▶ **About this task**:
Across the listing below, count every line where the string "beige" appears, then give only the count.

== Segment start ==

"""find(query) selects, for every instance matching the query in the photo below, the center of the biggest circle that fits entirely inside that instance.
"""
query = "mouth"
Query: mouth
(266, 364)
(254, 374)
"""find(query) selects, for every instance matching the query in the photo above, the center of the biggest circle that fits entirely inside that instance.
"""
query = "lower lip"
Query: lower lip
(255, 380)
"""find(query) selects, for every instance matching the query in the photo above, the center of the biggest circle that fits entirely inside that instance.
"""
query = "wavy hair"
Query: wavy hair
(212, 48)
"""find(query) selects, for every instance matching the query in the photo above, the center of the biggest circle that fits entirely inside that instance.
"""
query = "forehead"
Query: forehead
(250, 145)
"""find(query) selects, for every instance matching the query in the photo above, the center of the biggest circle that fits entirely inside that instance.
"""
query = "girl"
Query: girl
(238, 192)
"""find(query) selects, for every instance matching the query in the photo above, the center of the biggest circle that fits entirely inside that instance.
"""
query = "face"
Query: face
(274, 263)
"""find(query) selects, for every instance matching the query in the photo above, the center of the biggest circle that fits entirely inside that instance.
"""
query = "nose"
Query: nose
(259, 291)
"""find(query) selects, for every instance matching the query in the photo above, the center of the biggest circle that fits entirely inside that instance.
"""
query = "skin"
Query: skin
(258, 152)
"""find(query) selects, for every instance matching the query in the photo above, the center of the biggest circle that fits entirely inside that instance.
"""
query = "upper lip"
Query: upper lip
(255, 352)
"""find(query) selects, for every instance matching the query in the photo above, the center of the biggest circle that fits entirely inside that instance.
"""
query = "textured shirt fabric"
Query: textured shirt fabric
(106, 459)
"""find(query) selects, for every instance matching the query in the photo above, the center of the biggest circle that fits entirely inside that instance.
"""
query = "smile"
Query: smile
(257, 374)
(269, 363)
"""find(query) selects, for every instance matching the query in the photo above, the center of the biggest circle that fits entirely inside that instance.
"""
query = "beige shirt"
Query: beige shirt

== Segment end ==

▶ **Response to the task**:
2